**Your task**
The task calls for the lines from the start of the entries below through the line with "Query: dark tail filament", given again verbatim, with every picture dropped.

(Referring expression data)

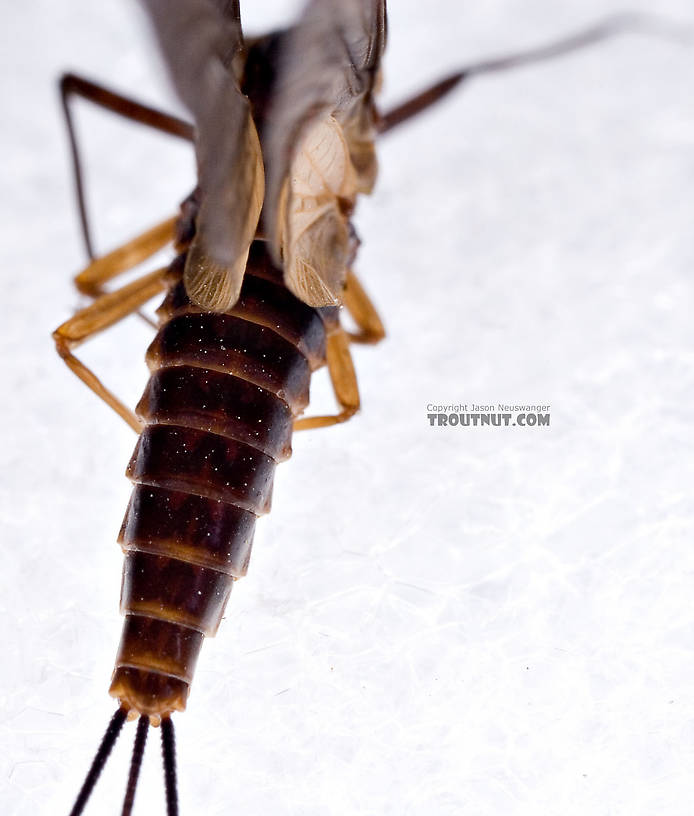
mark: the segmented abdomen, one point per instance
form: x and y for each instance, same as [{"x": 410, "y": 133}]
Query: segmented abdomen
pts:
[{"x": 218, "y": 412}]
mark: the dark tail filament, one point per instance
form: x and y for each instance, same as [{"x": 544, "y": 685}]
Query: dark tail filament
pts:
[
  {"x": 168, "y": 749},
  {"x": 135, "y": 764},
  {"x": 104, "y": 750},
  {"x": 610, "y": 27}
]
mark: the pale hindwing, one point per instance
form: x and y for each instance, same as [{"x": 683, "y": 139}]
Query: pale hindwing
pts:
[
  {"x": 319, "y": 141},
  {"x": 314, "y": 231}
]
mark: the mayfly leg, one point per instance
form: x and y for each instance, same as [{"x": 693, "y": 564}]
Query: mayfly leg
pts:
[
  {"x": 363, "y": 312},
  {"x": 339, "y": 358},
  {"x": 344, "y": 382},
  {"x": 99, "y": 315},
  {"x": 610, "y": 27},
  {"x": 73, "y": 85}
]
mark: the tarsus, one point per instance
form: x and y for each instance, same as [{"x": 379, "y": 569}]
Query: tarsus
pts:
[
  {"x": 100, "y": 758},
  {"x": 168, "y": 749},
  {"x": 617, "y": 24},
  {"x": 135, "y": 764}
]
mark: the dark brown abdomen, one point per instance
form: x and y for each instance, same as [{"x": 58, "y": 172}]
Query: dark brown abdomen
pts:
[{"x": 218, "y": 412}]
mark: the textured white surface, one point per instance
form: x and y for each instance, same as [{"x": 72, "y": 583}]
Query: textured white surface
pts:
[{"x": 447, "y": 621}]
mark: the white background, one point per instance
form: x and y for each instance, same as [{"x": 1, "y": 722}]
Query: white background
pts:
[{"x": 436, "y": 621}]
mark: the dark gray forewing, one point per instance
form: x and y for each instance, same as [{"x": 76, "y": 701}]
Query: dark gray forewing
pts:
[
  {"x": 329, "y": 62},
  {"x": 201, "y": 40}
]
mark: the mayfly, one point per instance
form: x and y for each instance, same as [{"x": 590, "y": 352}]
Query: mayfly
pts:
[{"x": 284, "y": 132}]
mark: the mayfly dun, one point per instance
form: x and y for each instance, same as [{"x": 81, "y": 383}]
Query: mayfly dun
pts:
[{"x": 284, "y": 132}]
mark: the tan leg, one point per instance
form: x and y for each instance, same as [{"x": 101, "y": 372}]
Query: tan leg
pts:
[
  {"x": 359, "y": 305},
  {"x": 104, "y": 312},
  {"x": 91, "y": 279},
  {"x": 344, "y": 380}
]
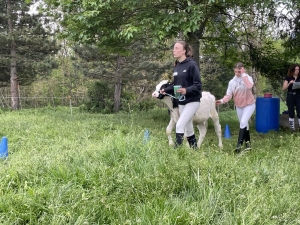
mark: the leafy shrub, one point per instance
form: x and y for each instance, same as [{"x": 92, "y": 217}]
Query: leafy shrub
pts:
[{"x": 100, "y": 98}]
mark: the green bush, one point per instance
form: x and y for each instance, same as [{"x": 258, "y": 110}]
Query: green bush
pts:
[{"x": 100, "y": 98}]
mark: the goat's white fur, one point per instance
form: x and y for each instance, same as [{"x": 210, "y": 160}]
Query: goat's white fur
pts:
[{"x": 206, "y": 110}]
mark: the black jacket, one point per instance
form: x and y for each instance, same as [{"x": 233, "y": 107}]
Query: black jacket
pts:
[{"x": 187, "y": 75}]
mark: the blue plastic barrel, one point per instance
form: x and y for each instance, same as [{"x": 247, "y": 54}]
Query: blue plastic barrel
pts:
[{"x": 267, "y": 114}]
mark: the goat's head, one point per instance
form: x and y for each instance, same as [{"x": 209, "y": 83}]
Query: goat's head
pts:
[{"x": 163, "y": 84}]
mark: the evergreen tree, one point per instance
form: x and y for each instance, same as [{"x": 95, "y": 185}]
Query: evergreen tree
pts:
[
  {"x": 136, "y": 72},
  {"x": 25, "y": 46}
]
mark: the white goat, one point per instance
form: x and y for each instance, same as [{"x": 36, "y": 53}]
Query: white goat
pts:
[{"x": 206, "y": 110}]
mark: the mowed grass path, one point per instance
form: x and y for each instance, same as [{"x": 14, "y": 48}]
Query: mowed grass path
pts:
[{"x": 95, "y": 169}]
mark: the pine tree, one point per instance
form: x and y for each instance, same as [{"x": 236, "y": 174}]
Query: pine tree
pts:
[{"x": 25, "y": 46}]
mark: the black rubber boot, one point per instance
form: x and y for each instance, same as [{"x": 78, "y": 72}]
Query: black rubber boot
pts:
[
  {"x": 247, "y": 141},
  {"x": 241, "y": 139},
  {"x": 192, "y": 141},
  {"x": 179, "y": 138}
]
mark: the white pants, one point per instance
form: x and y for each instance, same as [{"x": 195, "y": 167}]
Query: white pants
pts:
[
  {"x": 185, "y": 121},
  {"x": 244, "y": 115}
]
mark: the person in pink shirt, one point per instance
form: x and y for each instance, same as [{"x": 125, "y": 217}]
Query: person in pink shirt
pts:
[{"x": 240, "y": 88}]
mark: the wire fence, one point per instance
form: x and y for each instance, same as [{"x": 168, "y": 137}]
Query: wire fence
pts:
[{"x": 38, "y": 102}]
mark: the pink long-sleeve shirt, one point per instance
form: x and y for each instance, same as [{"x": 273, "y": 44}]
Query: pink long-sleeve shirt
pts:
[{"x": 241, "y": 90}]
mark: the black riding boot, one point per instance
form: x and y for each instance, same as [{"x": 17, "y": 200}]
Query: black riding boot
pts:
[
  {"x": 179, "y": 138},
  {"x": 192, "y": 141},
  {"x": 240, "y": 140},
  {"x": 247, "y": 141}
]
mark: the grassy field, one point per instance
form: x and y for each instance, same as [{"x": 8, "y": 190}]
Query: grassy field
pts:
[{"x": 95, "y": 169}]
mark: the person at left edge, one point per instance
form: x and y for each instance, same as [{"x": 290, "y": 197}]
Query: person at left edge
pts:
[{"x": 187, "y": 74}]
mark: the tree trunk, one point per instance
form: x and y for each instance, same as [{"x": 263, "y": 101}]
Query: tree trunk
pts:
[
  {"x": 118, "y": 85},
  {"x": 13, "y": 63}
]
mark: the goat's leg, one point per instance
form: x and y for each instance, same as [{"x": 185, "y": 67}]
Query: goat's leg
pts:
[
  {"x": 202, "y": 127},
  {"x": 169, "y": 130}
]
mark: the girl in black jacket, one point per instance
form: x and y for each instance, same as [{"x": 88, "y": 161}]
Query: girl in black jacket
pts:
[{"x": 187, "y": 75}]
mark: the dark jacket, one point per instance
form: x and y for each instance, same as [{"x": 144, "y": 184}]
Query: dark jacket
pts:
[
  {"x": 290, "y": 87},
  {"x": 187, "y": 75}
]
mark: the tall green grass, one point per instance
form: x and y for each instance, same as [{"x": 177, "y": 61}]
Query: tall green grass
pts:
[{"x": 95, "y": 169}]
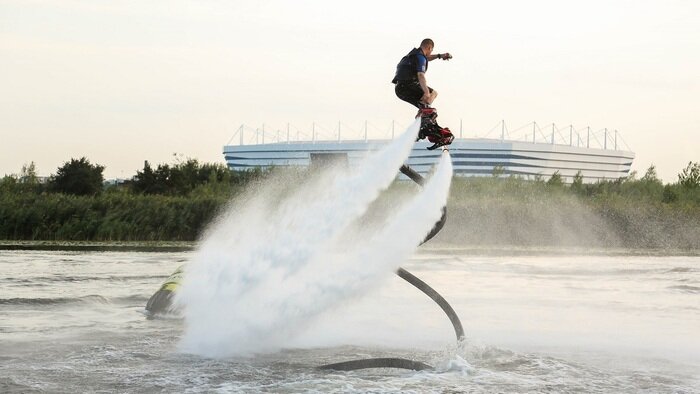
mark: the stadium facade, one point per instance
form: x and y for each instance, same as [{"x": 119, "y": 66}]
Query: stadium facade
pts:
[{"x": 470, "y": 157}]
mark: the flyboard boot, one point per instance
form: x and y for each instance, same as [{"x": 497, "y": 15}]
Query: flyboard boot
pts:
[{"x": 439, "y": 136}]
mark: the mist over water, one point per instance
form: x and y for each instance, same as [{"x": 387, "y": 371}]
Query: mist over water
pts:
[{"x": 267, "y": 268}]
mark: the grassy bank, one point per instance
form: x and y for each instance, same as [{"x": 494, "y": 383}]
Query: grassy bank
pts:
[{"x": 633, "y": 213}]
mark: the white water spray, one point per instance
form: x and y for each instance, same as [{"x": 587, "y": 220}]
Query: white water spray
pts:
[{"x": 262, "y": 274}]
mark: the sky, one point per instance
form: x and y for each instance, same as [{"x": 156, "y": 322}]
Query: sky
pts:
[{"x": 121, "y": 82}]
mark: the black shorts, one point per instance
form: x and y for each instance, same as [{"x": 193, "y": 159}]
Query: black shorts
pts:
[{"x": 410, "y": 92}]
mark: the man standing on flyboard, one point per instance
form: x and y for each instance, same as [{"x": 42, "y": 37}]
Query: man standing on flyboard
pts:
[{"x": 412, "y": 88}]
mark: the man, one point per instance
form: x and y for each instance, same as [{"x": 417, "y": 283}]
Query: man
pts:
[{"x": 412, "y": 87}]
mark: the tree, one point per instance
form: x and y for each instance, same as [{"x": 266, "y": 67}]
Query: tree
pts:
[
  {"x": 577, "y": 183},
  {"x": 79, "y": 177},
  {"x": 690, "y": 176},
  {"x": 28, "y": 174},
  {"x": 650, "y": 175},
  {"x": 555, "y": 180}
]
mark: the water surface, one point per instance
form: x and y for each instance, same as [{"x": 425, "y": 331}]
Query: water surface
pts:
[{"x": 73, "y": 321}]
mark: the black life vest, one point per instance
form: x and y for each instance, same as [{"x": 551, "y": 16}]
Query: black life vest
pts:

**Result of this exercise**
mark: the segmented abdomen, one point per instance
form: x and y for each instance, same as [{"x": 410, "y": 133}]
Query: segmented abdomen
pts:
[{"x": 218, "y": 412}]
mark: the dark tail filament, one point per instance
form: x and y for each instance, same as [{"x": 544, "y": 685}]
Query: dark tail filament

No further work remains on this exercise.